--- Start EXTRACTED RECORDS ---
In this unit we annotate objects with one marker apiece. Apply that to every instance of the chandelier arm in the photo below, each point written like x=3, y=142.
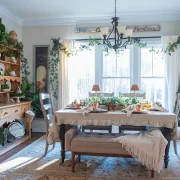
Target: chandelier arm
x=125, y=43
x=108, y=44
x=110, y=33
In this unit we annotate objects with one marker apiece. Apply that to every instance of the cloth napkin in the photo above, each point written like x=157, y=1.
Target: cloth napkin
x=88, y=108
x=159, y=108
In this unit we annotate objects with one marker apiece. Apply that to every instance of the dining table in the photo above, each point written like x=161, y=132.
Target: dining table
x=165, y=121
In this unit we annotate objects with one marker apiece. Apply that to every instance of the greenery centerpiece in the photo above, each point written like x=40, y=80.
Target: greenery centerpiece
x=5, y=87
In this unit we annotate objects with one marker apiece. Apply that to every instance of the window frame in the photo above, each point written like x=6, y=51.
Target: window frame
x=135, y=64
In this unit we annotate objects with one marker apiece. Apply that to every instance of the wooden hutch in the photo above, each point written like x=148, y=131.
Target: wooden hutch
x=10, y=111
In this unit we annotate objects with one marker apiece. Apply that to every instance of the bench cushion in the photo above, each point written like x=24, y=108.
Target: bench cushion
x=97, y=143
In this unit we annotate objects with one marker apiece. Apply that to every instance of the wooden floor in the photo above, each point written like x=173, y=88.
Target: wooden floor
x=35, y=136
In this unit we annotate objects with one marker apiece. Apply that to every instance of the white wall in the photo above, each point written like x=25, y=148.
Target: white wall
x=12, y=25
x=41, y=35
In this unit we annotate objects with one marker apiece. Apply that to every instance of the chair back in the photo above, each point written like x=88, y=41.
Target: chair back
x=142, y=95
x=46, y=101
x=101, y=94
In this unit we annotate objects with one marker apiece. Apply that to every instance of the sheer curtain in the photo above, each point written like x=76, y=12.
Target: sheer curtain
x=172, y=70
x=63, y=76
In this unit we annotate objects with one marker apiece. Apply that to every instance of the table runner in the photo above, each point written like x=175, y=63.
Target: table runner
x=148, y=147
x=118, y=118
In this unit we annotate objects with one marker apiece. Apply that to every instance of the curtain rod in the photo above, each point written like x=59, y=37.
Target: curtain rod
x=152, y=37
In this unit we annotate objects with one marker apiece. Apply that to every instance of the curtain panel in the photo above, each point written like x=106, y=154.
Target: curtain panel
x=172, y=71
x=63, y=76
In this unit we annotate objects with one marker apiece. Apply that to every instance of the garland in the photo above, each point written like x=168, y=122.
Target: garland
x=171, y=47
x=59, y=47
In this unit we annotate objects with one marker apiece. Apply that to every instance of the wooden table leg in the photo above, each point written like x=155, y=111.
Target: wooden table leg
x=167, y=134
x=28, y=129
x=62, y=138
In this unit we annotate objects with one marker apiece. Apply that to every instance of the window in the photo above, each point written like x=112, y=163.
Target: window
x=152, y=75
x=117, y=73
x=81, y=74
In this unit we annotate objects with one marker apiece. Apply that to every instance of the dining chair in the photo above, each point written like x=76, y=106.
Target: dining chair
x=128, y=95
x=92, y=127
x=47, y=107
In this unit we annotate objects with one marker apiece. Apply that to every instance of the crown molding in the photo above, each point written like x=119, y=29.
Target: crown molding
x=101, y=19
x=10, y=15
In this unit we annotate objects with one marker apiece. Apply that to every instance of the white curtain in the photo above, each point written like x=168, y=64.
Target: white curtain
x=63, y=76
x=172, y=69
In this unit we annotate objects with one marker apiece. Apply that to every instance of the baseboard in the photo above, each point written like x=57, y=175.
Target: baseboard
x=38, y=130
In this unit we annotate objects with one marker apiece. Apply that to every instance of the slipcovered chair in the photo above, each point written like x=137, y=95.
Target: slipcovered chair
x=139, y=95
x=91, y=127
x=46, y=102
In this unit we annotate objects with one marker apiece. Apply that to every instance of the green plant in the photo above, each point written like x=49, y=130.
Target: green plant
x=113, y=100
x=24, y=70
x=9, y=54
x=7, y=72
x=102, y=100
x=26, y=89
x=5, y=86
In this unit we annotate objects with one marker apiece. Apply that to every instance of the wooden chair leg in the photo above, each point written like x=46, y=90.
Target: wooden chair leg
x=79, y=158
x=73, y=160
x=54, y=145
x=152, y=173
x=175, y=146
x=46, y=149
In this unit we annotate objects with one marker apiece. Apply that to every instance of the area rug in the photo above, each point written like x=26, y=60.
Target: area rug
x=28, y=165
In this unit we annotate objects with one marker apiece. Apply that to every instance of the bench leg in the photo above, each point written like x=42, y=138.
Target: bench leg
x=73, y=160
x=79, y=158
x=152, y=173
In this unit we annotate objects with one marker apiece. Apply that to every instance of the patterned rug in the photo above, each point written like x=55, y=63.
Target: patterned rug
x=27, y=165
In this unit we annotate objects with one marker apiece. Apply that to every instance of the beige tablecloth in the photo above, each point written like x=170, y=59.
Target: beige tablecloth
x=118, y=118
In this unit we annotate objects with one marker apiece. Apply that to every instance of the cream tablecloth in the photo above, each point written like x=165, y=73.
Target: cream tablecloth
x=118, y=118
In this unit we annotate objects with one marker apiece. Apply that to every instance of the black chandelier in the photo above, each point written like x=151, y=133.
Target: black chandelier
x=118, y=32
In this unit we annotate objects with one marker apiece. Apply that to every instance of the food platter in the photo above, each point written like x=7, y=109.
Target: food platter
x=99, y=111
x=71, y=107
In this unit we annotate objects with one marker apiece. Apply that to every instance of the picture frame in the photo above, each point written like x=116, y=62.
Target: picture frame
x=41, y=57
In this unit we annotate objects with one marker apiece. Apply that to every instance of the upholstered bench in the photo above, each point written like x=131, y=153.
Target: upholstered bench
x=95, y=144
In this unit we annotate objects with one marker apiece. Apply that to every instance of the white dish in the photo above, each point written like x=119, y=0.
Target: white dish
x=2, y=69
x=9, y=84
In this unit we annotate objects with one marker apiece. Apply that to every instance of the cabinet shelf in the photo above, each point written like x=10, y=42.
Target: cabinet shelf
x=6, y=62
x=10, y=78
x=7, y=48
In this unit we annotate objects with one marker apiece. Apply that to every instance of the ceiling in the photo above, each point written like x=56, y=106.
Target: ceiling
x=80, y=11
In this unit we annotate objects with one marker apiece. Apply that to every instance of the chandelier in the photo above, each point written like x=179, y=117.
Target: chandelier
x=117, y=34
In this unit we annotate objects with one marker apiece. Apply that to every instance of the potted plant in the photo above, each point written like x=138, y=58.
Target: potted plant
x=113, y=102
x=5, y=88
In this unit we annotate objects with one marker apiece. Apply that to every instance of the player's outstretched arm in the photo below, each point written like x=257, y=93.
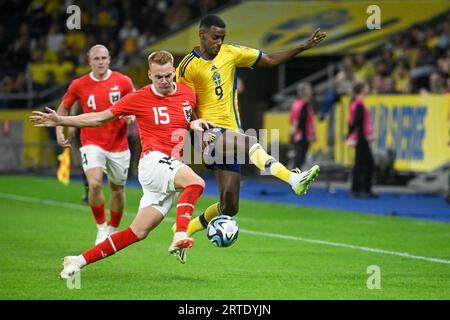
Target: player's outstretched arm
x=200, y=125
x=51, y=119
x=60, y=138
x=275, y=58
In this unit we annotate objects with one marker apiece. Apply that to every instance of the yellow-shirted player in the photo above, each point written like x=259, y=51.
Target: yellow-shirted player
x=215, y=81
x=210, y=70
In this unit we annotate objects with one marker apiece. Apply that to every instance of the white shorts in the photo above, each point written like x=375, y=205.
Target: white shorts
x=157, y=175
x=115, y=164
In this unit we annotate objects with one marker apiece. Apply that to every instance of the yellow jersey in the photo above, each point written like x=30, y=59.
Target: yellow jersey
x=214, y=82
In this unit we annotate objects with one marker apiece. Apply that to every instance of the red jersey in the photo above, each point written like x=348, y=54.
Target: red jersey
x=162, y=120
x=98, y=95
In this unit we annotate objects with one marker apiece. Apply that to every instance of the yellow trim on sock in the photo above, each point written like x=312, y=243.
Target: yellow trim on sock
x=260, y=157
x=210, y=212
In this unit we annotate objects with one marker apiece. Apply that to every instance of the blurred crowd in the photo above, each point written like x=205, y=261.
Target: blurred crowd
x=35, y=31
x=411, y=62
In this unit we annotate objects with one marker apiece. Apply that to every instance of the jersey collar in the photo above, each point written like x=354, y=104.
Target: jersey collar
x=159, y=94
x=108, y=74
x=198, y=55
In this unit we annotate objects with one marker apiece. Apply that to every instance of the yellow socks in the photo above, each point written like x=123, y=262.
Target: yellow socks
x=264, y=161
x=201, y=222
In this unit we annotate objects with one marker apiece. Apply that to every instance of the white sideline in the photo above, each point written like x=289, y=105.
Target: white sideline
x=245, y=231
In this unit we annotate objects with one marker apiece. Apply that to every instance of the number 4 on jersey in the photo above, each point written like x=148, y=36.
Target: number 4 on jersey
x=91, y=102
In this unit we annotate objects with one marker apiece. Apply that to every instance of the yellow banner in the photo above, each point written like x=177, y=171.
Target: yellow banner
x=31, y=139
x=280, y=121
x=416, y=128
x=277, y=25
--- End EXTRACTED RECORDS ---
JOB — Rewrite the entries from the line containing "like x=59, y=37." through the line containing "x=152, y=37", both included, so that "curtain rod" becomes "drapery rod" and nothing else changes. Return only those lines.

TASK ANSWER —
In this unit we annotate objects with one marker apiece. Apply that to every instance of the drapery rod in the photo above, each point written like x=59, y=37.
Target: drapery rod
x=152, y=37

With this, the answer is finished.